Exercise materials: Begin

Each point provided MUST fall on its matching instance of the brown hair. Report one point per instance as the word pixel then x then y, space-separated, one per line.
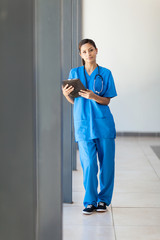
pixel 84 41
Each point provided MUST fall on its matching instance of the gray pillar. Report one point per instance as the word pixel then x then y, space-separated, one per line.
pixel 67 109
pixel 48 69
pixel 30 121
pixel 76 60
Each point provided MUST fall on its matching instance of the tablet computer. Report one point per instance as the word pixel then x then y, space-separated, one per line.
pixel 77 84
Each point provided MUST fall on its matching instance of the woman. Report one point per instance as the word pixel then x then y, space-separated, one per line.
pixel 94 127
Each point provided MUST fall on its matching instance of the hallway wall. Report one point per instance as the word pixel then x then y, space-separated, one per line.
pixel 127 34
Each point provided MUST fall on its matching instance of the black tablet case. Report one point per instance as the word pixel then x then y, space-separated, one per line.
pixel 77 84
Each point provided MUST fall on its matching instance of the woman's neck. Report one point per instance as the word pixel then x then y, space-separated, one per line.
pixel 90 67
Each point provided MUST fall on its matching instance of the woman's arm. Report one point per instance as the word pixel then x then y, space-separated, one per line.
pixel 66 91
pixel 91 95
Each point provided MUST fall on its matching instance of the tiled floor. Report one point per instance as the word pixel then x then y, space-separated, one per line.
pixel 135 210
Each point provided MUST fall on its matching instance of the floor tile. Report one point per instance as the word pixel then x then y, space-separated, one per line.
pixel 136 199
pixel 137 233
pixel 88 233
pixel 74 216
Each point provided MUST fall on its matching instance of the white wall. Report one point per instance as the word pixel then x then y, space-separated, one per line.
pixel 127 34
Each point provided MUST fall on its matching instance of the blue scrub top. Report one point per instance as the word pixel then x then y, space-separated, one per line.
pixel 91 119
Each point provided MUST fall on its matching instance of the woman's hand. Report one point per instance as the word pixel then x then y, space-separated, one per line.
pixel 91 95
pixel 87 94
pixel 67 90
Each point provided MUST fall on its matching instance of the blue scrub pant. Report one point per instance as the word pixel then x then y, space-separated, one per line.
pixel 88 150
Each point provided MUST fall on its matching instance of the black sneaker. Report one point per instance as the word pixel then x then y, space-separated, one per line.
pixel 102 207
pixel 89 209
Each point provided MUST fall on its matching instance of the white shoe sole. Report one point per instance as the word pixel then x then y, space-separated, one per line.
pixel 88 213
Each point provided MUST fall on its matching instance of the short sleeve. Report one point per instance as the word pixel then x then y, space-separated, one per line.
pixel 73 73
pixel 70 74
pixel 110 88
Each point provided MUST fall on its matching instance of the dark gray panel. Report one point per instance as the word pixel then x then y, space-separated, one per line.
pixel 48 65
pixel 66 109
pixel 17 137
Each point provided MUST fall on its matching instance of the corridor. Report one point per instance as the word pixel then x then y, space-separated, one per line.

Exercise materials: End

__Work to be completed__. Copy the records exactly; no image should appear in the result.

__Solved problem__.
Each point provided MUST fall on its matching instance of the brown hair. Report one point per instance as the word pixel then x then y, space-separated, one per line.
pixel 84 41
Each point provided MUST fall on its matching instance of the gray pillar. Report one point per instance as the word pixel then x then y, space-separated, one per line.
pixel 67 109
pixel 48 69
pixel 30 121
pixel 76 60
Each point provided MUST fall on its matching instance of the tablet computer. Report one point per instance as the word pixel then x then y, space-separated, one per line.
pixel 77 84
Each point provided MUST fall on its matching instance of the woman. Report one point per instance as the word pixel then x then y, space-separated, one per line.
pixel 94 127
Each point provided MUST fall on its matching instance of the hallway wall. Report one point per instance as the word pixel then x then y, space-separated, one per line.
pixel 127 34
Each point provided MUST fall on its matching instance of the black tablet case. Report one point per instance as the word pixel then x then y, space-separated, one per line.
pixel 77 84
Each point provided MUST fall on its matching instance of the woman's neck. Report one point per instance as the word pixel then x then y, space-separated, one per line.
pixel 90 67
Each point provided MUST fall on its matching instance of the woman's arm. Report one point per instance as the word pixel then x then y, space-separated, one per line.
pixel 66 91
pixel 91 95
Each point provided MUST fall on its matching instance of the tiled floor. Report one point per instance as the word pixel then x then y, space-separated, one per line.
pixel 135 210
Each point provided MUST fall on its matching instance of the floor tile. Report one point per instance as the word pixel then x then y, space-separated, one per line.
pixel 136 199
pixel 137 233
pixel 88 233
pixel 74 216
Each point provided MUST fall on its matching instance of the white wall. Report one point per instance as the word pixel then x then y, space-separated, one per line.
pixel 127 34
Each point provided MUST fall on its matching instance of the blue scrub top. Report one point per instance as the word pixel then x then y, space-separated, one per line.
pixel 91 119
Each point provided MUST fall on its matching instance of the woman's hand. Report one point per instance as the word pixel then x then y, space-separated, one per line.
pixel 91 95
pixel 87 94
pixel 67 90
Each point provided MUST fall on its matching instance of the blue scrub pant. Report one point per instance as the word pixel then x then y, space-separated, one per line.
pixel 88 150
Each point provided MUST fall on its matching instance of the black sneaker. Report one point per instance as the word pixel then x then y, space-separated, one per line.
pixel 102 207
pixel 89 209
Each point provided MUST fall on its matching instance of the white shoe sole. Report one point per instance as the word pixel then x then y, space-separated, one per line.
pixel 88 213
Each point provided MUST fall on its matching instance of the short sleeve. Report one point per instance as the word pixel then x then y, space-separated, one per line.
pixel 73 73
pixel 70 74
pixel 110 88
Each point provided MUST fall on its matching instance of the dark gray panel. Report one point per instance as the word pixel then x then y, space-separated, one per line.
pixel 48 65
pixel 66 109
pixel 17 137
Each point provided MUST fall on its matching instance of the corridor. Report one point per instance as the word pixel then x then y, space-separated, one per line.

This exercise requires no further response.